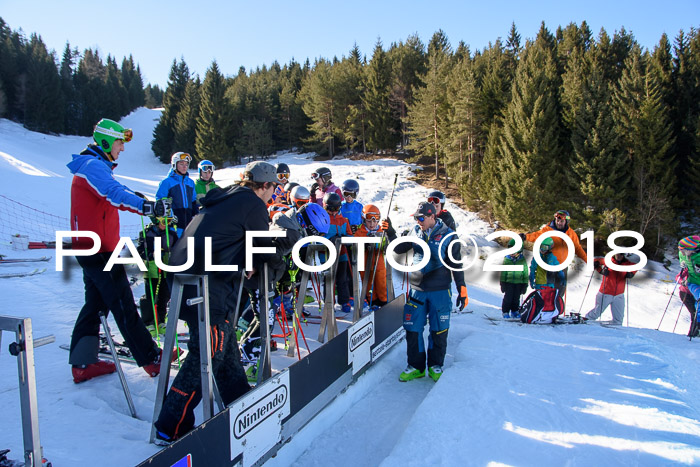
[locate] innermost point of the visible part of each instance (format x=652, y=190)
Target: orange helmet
x=370, y=211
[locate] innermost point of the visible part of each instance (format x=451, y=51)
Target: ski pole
x=669, y=302
x=627, y=298
x=585, y=293
x=679, y=315
x=376, y=262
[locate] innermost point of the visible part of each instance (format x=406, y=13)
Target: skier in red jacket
x=612, y=289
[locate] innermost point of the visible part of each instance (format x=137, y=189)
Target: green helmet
x=108, y=131
x=511, y=244
x=547, y=244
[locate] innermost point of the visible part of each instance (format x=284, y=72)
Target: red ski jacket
x=614, y=282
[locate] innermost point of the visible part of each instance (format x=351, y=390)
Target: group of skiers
x=265, y=199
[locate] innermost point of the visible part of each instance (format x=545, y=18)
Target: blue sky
x=254, y=33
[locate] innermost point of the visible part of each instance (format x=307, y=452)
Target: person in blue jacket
x=539, y=277
x=430, y=294
x=351, y=209
x=179, y=187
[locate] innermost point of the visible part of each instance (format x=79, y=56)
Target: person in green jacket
x=513, y=283
x=689, y=278
x=154, y=304
x=205, y=182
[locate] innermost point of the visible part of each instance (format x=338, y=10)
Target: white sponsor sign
x=256, y=419
x=360, y=341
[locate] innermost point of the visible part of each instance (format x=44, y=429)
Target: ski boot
x=411, y=373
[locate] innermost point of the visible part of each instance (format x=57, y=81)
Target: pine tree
x=532, y=166
x=600, y=170
x=408, y=64
x=214, y=139
x=428, y=116
x=380, y=123
x=90, y=85
x=163, y=143
x=185, y=127
x=464, y=125
x=44, y=108
x=646, y=135
x=318, y=102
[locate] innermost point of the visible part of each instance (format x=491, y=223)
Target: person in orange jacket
x=612, y=289
x=560, y=223
x=372, y=227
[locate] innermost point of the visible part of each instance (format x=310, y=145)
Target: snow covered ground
x=510, y=394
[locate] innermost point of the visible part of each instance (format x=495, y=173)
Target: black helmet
x=332, y=201
x=437, y=194
x=313, y=219
x=351, y=186
x=322, y=172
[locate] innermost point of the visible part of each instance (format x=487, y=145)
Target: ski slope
x=510, y=394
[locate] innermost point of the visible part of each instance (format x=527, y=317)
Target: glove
x=388, y=228
x=160, y=208
x=462, y=300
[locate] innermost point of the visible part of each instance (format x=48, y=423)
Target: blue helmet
x=313, y=219
x=351, y=186
x=205, y=165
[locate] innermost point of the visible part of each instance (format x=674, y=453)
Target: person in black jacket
x=430, y=295
x=437, y=199
x=226, y=216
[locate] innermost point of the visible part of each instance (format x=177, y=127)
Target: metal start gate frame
x=23, y=349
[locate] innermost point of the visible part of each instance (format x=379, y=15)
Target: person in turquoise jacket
x=351, y=209
x=689, y=278
x=205, y=182
x=540, y=278
x=513, y=283
x=179, y=187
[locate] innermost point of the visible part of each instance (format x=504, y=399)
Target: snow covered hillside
x=510, y=395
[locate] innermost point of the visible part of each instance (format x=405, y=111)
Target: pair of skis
x=34, y=272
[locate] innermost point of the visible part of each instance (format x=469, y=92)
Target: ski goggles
x=183, y=157
x=125, y=135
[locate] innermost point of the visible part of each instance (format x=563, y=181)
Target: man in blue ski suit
x=430, y=295
x=179, y=187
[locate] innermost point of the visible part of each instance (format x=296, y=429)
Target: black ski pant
x=108, y=291
x=177, y=415
x=511, y=297
x=158, y=289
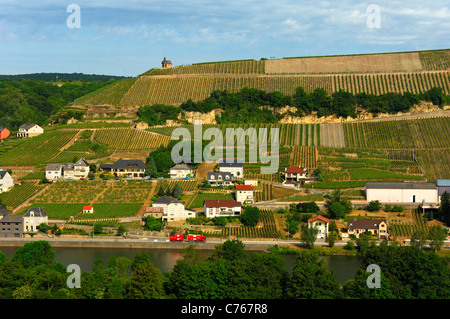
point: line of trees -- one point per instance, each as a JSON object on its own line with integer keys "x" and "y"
{"x": 230, "y": 272}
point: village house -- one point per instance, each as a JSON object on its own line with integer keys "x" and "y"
{"x": 29, "y": 130}
{"x": 88, "y": 209}
{"x": 141, "y": 126}
{"x": 321, "y": 224}
{"x": 78, "y": 170}
{"x": 378, "y": 227}
{"x": 181, "y": 171}
{"x": 156, "y": 212}
{"x": 53, "y": 172}
{"x": 244, "y": 194}
{"x": 6, "y": 181}
{"x": 220, "y": 178}
{"x": 166, "y": 63}
{"x": 235, "y": 168}
{"x": 173, "y": 209}
{"x": 221, "y": 208}
{"x": 401, "y": 192}
{"x": 11, "y": 226}
{"x": 125, "y": 168}
{"x": 295, "y": 174}
{"x": 4, "y": 133}
{"x": 33, "y": 218}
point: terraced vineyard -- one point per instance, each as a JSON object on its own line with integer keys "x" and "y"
{"x": 427, "y": 133}
{"x": 37, "y": 150}
{"x": 130, "y": 139}
{"x": 268, "y": 229}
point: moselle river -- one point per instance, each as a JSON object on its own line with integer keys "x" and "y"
{"x": 344, "y": 267}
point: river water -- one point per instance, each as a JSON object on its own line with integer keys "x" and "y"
{"x": 344, "y": 267}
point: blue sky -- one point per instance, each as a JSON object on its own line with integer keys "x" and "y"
{"x": 130, "y": 37}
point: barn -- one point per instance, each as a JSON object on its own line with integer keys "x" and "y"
{"x": 401, "y": 192}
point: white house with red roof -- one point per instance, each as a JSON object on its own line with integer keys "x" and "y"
{"x": 221, "y": 207}
{"x": 244, "y": 194}
{"x": 321, "y": 223}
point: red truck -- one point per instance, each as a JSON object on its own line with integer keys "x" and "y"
{"x": 180, "y": 237}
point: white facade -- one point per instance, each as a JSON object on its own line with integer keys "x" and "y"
{"x": 53, "y": 172}
{"x": 402, "y": 192}
{"x": 180, "y": 171}
{"x": 78, "y": 170}
{"x": 173, "y": 210}
{"x": 221, "y": 208}
{"x": 6, "y": 181}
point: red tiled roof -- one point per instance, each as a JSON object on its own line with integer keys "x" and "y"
{"x": 222, "y": 203}
{"x": 294, "y": 169}
{"x": 244, "y": 187}
{"x": 318, "y": 217}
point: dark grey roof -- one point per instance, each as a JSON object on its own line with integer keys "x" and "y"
{"x": 364, "y": 223}
{"x": 4, "y": 212}
{"x": 53, "y": 167}
{"x": 166, "y": 200}
{"x": 38, "y": 212}
{"x": 231, "y": 164}
{"x": 225, "y": 175}
{"x": 129, "y": 164}
{"x": 12, "y": 219}
{"x": 400, "y": 185}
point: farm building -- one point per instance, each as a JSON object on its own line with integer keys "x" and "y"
{"x": 88, "y": 209}
{"x": 166, "y": 63}
{"x": 6, "y": 181}
{"x": 181, "y": 171}
{"x": 11, "y": 226}
{"x": 401, "y": 192}
{"x": 53, "y": 172}
{"x": 321, "y": 223}
{"x": 377, "y": 227}
{"x": 33, "y": 218}
{"x": 235, "y": 168}
{"x": 443, "y": 185}
{"x": 141, "y": 126}
{"x": 4, "y": 133}
{"x": 173, "y": 209}
{"x": 29, "y": 130}
{"x": 221, "y": 207}
{"x": 77, "y": 170}
{"x": 244, "y": 194}
{"x": 220, "y": 178}
{"x": 125, "y": 168}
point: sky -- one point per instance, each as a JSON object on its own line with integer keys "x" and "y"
{"x": 127, "y": 38}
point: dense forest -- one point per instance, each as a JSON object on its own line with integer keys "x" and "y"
{"x": 251, "y": 105}
{"x": 35, "y": 101}
{"x": 229, "y": 272}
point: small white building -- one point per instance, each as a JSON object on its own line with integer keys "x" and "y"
{"x": 173, "y": 209}
{"x": 53, "y": 172}
{"x": 220, "y": 178}
{"x": 77, "y": 170}
{"x": 235, "y": 168}
{"x": 181, "y": 171}
{"x": 88, "y": 209}
{"x": 29, "y": 130}
{"x": 33, "y": 218}
{"x": 221, "y": 207}
{"x": 6, "y": 181}
{"x": 401, "y": 192}
{"x": 244, "y": 194}
{"x": 321, "y": 223}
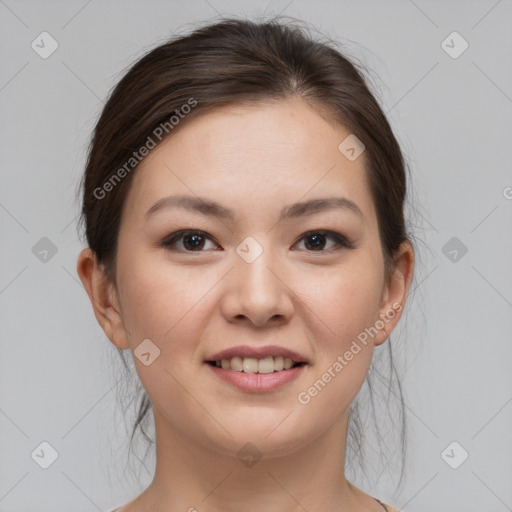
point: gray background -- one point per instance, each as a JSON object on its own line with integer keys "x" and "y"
{"x": 453, "y": 119}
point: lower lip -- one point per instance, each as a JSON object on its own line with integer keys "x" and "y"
{"x": 257, "y": 382}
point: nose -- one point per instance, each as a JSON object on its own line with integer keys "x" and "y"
{"x": 258, "y": 292}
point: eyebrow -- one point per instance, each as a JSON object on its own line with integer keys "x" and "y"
{"x": 211, "y": 208}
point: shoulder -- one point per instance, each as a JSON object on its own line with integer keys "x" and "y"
{"x": 390, "y": 508}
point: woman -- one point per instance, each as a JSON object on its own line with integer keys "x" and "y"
{"x": 243, "y": 207}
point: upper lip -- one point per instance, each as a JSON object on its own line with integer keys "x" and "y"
{"x": 257, "y": 353}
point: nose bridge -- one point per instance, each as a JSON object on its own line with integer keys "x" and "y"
{"x": 256, "y": 289}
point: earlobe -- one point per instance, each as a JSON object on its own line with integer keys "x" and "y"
{"x": 395, "y": 292}
{"x": 103, "y": 297}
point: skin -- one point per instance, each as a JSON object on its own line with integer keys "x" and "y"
{"x": 254, "y": 160}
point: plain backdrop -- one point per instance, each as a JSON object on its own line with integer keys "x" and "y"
{"x": 452, "y": 113}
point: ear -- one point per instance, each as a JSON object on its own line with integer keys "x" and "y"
{"x": 103, "y": 296}
{"x": 395, "y": 292}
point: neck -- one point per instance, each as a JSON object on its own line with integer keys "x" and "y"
{"x": 193, "y": 476}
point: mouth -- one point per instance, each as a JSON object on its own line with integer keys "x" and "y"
{"x": 253, "y": 365}
{"x": 257, "y": 369}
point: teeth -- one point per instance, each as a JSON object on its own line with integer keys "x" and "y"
{"x": 253, "y": 365}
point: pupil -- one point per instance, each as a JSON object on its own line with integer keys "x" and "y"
{"x": 196, "y": 240}
{"x": 318, "y": 242}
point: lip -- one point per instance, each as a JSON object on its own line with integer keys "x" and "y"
{"x": 258, "y": 353}
{"x": 257, "y": 382}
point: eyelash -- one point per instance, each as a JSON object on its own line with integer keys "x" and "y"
{"x": 341, "y": 241}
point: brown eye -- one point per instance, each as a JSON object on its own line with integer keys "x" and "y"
{"x": 315, "y": 241}
{"x": 192, "y": 241}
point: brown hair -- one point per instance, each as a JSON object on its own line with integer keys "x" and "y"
{"x": 235, "y": 62}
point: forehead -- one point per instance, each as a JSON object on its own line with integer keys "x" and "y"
{"x": 254, "y": 157}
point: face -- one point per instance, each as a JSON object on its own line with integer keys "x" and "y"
{"x": 262, "y": 279}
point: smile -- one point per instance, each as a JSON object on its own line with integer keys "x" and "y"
{"x": 253, "y": 365}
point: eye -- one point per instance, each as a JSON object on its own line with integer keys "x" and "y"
{"x": 193, "y": 240}
{"x": 316, "y": 241}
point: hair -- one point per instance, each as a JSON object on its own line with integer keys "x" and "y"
{"x": 242, "y": 62}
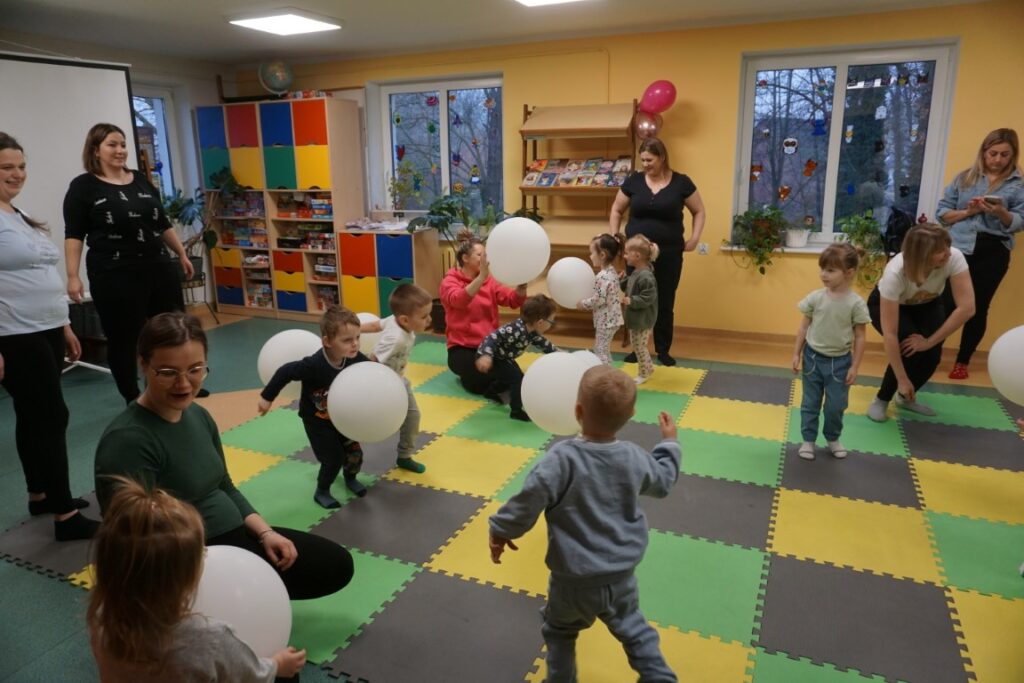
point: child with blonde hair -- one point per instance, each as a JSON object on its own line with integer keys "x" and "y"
{"x": 604, "y": 302}
{"x": 830, "y": 343}
{"x": 640, "y": 300}
{"x": 148, "y": 560}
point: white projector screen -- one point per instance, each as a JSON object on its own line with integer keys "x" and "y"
{"x": 48, "y": 105}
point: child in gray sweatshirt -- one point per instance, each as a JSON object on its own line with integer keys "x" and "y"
{"x": 588, "y": 488}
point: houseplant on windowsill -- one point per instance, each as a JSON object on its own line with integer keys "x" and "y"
{"x": 759, "y": 232}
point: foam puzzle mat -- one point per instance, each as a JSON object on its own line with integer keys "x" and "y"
{"x": 898, "y": 563}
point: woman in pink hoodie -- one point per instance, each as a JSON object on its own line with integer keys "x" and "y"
{"x": 471, "y": 297}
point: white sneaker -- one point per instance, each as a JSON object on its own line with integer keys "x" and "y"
{"x": 806, "y": 451}
{"x": 838, "y": 450}
{"x": 878, "y": 410}
{"x": 914, "y": 407}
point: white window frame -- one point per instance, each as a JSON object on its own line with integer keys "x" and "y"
{"x": 440, "y": 86}
{"x": 944, "y": 54}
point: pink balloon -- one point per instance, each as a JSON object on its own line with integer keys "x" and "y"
{"x": 647, "y": 125}
{"x": 658, "y": 96}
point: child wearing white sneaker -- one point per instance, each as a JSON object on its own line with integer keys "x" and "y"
{"x": 830, "y": 343}
{"x": 640, "y": 300}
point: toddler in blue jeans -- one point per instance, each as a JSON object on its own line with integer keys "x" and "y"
{"x": 830, "y": 343}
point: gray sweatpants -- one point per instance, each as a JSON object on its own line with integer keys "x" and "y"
{"x": 571, "y": 608}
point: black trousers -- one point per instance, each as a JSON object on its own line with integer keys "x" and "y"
{"x": 922, "y": 318}
{"x": 125, "y": 299}
{"x": 32, "y": 376}
{"x": 322, "y": 567}
{"x": 988, "y": 264}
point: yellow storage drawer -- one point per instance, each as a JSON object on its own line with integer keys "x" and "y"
{"x": 312, "y": 167}
{"x": 290, "y": 282}
{"x": 227, "y": 258}
{"x": 359, "y": 294}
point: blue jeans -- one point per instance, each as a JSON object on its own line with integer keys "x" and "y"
{"x": 824, "y": 377}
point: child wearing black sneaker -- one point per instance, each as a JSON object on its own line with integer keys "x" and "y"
{"x": 499, "y": 350}
{"x": 336, "y": 453}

──────

▸ **Required action**
Out of the data above, set down the lines from the one with "(format x=284, y=72)" to the one with "(format x=674, y=453)", both included, exactly as written and with no additions.

▸ **Solution**
[locate] innermost point of the visible part of each instance (format x=284, y=72)
Target: red ski jacket
x=614, y=282
[locate] innermost point of the visible part of each instance (format x=351, y=390)
Target: group of skiers
x=265, y=199
[locate] innermost point of the visible part of each instance (format x=545, y=18)
Target: blue sky
x=254, y=33
[locate] innermost point of the visible part of each instance (format x=307, y=452)
Target: person in blue jacket
x=539, y=277
x=430, y=294
x=351, y=209
x=179, y=187
[locate] innermost point of the visible part of each instance (format x=79, y=56)
Target: person in green jacket
x=513, y=283
x=689, y=278
x=154, y=304
x=205, y=182
[locate] innermost point of the visible part of each instance (format x=338, y=10)
Target: white sponsor sign
x=256, y=419
x=360, y=341
[locate] innermost point of the visible part of each instance (format x=44, y=429)
Target: ski boot
x=411, y=373
[locate] innermost point of the visible part of each instance (format x=57, y=81)
Target: pine tree
x=532, y=166
x=600, y=170
x=408, y=64
x=214, y=139
x=428, y=116
x=380, y=123
x=90, y=85
x=163, y=143
x=185, y=127
x=464, y=125
x=44, y=108
x=646, y=135
x=318, y=102
[locate] innermost point of the visible part of each instance (format x=491, y=223)
Target: person in orange jacket
x=612, y=289
x=560, y=223
x=372, y=227
[locate] innermost point of the visible part of each instance (format x=310, y=145)
Target: snow covered ground
x=510, y=394
[locate] innermost point of the visible part of each instance (format x=495, y=173)
Target: black helmet
x=332, y=201
x=437, y=194
x=313, y=219
x=351, y=186
x=322, y=172
[locate] innermost point of the visible part of each instance (format x=487, y=145)
Target: ski slope
x=510, y=394
[locate] innermost point of the visible part of each instance (format x=527, y=317)
Target: glove
x=388, y=228
x=160, y=208
x=462, y=300
[locate] innermost point of the visible part of each instance (format x=48, y=423)
Target: blue helmet
x=313, y=219
x=351, y=186
x=205, y=165
[locate] innermost point of the visible part of each instance (format x=674, y=453)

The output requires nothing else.